↓

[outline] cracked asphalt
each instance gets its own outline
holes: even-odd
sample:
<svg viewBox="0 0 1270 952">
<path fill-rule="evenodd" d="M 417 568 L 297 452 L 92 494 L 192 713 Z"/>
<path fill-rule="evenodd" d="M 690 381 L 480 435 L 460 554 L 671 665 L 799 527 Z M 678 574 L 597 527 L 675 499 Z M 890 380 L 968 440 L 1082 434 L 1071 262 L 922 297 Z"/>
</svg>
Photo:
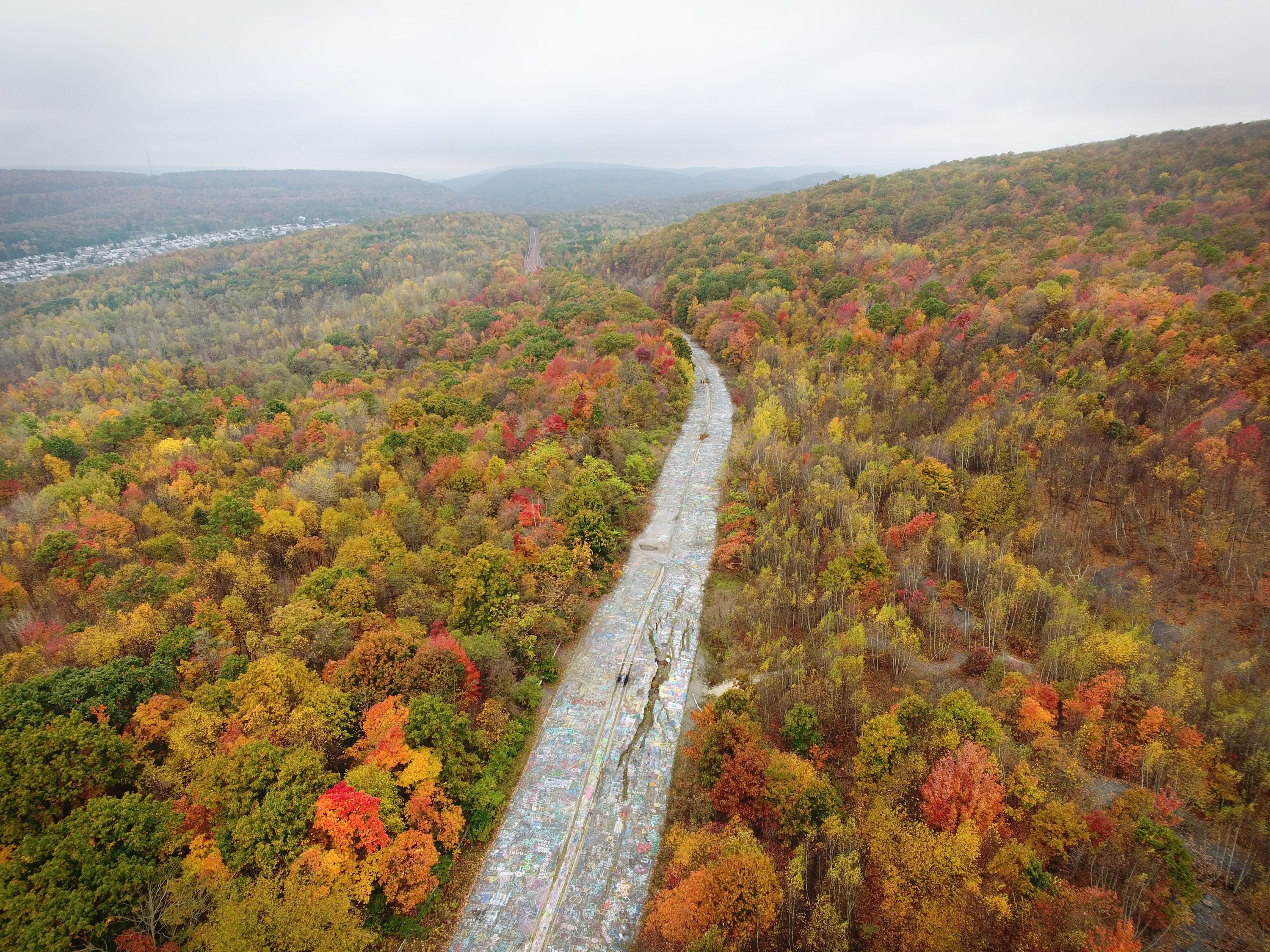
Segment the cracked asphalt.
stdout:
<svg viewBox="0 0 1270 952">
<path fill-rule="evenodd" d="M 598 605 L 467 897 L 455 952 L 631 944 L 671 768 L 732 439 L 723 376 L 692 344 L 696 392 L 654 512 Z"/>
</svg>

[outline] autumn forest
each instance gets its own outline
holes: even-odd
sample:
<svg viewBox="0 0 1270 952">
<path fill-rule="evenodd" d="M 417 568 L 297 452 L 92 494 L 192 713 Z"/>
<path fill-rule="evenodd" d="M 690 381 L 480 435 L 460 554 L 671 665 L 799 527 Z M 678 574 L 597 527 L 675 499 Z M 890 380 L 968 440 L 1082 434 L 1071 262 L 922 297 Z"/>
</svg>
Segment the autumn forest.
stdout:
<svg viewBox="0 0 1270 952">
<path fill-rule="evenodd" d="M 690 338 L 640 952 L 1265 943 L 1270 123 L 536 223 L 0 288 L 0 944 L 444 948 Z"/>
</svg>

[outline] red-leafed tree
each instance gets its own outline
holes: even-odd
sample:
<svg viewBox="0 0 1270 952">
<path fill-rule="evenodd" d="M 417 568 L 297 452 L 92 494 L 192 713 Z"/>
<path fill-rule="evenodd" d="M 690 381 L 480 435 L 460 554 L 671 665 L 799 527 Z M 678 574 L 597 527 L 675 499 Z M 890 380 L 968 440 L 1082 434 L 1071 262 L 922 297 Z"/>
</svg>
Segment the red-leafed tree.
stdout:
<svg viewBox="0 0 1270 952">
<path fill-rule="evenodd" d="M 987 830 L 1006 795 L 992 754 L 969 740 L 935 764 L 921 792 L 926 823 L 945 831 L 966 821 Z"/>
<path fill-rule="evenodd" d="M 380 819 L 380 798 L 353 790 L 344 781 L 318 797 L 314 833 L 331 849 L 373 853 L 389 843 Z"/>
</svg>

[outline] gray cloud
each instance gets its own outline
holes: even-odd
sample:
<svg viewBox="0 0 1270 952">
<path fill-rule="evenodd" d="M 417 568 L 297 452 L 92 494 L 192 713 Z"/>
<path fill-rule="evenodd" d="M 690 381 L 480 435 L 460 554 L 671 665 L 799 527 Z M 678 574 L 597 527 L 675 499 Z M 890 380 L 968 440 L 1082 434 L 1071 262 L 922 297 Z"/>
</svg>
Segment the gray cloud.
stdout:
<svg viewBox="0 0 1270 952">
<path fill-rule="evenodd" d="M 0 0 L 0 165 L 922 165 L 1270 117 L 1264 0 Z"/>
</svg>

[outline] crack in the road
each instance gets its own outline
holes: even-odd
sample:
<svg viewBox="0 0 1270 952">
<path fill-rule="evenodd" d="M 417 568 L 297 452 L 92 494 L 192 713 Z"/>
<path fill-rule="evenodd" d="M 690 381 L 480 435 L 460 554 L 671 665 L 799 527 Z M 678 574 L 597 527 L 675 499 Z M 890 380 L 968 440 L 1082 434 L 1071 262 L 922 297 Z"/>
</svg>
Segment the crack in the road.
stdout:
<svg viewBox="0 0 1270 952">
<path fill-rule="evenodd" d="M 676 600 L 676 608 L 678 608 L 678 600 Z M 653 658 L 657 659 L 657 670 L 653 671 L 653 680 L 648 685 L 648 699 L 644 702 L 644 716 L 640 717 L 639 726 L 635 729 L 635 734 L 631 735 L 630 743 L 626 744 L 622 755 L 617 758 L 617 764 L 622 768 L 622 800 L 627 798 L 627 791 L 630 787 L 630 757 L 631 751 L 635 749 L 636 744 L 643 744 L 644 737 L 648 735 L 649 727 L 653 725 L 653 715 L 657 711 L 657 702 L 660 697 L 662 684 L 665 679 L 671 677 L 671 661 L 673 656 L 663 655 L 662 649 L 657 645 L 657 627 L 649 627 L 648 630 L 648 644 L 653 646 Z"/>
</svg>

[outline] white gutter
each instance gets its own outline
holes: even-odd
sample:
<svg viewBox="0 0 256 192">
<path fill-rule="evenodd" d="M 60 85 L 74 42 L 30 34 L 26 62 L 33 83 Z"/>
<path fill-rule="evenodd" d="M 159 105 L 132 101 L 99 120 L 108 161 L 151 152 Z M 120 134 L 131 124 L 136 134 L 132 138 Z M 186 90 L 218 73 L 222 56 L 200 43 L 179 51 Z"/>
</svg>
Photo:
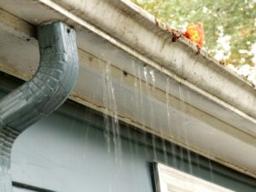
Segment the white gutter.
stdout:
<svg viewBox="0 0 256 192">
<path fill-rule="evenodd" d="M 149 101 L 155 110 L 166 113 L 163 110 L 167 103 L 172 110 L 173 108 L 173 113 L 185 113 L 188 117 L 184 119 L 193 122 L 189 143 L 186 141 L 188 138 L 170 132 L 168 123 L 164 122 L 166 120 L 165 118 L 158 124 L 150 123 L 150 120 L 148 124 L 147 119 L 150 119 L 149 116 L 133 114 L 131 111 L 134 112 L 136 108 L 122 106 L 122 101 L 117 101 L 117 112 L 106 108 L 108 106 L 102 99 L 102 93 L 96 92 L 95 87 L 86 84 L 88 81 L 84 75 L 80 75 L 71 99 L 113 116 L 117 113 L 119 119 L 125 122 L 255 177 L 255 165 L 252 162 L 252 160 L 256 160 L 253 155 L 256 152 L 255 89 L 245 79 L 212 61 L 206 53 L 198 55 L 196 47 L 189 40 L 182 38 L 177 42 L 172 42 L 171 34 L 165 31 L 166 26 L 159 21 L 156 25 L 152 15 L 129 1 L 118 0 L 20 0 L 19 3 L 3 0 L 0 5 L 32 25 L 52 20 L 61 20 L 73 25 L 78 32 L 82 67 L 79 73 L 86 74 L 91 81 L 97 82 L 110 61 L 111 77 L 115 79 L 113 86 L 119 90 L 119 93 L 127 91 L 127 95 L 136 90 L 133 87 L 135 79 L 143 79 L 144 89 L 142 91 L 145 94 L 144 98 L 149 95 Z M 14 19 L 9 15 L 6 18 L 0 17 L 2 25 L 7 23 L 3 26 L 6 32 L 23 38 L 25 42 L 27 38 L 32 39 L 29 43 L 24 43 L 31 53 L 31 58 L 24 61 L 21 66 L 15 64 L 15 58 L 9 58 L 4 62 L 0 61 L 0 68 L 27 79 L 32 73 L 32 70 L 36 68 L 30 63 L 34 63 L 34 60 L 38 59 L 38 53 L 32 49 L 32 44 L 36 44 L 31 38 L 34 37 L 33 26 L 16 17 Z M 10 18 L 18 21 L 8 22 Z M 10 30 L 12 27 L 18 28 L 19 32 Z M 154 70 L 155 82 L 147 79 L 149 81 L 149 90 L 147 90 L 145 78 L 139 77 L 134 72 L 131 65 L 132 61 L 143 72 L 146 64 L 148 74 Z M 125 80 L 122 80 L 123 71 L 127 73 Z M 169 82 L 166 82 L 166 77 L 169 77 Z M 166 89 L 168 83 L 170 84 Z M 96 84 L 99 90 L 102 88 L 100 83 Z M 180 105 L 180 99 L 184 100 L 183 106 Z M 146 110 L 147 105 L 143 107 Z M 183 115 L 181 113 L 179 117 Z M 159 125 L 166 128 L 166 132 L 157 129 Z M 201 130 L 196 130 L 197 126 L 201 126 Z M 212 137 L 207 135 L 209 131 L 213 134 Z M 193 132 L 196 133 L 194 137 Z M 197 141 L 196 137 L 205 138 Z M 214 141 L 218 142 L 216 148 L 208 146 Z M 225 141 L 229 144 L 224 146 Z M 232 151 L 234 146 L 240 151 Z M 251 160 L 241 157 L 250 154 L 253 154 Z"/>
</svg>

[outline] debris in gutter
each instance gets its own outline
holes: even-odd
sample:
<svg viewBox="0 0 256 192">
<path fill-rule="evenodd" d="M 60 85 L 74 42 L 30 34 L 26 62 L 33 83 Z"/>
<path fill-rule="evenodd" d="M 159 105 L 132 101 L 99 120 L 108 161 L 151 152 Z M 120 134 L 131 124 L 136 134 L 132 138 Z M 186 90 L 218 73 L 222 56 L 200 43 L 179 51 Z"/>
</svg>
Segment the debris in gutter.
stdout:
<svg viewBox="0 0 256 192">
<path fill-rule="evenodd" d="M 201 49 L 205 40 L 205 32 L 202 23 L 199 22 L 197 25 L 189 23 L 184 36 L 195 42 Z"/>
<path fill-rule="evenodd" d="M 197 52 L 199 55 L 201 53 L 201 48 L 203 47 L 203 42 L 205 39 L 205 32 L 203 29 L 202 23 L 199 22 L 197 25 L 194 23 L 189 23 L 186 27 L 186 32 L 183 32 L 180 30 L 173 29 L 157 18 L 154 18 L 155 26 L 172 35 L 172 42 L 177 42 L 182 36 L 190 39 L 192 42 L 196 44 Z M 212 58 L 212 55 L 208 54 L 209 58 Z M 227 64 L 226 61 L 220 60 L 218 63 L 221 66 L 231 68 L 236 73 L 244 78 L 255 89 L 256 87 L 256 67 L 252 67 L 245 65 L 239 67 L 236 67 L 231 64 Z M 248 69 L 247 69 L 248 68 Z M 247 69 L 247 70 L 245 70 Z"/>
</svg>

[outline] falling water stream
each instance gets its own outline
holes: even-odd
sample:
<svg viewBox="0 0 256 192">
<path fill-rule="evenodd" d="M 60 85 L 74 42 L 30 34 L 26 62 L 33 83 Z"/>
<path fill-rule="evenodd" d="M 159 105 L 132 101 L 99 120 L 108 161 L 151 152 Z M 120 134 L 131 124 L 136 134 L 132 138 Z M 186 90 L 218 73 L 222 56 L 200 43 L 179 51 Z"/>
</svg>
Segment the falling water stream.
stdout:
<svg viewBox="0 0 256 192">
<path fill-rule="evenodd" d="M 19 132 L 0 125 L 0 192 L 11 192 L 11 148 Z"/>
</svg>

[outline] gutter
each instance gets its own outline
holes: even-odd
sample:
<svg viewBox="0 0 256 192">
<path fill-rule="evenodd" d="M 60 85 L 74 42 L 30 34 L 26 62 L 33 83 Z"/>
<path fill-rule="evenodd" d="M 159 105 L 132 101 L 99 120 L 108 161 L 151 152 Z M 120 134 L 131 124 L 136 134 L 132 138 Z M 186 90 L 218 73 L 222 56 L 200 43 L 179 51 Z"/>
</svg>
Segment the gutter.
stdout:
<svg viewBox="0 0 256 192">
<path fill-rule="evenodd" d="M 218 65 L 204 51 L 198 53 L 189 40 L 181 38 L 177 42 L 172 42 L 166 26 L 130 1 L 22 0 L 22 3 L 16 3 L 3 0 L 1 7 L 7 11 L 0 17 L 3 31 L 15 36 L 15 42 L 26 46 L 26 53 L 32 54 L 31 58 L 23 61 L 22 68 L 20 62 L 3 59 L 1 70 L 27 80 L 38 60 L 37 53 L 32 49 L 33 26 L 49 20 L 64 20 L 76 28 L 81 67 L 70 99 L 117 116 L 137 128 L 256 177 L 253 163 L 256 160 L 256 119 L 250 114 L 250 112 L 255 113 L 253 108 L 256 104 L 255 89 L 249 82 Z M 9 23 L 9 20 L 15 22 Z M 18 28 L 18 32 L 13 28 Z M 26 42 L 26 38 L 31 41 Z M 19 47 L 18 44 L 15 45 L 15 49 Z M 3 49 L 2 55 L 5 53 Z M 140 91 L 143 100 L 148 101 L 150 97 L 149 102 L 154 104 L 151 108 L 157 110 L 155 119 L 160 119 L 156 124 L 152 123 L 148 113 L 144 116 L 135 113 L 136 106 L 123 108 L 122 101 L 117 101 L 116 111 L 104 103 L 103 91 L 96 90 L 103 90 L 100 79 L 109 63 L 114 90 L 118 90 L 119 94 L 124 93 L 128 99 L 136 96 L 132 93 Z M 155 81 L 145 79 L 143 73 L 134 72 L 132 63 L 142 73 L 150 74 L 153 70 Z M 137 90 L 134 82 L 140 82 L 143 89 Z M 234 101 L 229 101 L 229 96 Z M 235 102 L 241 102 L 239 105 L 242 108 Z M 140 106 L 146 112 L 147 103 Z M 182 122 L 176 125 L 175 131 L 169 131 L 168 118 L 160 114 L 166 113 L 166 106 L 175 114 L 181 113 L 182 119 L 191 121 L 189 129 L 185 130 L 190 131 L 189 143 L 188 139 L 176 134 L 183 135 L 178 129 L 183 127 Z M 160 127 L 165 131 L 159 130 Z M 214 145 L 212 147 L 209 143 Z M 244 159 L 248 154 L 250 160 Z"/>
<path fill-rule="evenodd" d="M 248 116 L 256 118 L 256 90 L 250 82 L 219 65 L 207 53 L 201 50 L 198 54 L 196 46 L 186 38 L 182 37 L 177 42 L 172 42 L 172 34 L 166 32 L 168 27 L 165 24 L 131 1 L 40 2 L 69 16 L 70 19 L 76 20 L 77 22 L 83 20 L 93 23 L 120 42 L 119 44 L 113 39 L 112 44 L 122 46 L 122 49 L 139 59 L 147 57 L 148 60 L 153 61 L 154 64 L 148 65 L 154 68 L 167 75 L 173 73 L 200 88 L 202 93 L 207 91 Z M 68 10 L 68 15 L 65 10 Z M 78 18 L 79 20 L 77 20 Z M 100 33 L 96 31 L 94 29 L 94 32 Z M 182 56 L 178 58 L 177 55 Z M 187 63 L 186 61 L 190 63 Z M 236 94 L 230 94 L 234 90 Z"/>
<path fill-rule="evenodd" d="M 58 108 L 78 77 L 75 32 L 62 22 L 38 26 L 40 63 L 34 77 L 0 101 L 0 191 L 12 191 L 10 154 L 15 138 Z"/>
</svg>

↑

**Goal**. From the material above, pick out every line that contains the word "asphalt", treating uppercase and lowercase as different.

**Response below**.
[outline] cracked asphalt
Segment the cracked asphalt.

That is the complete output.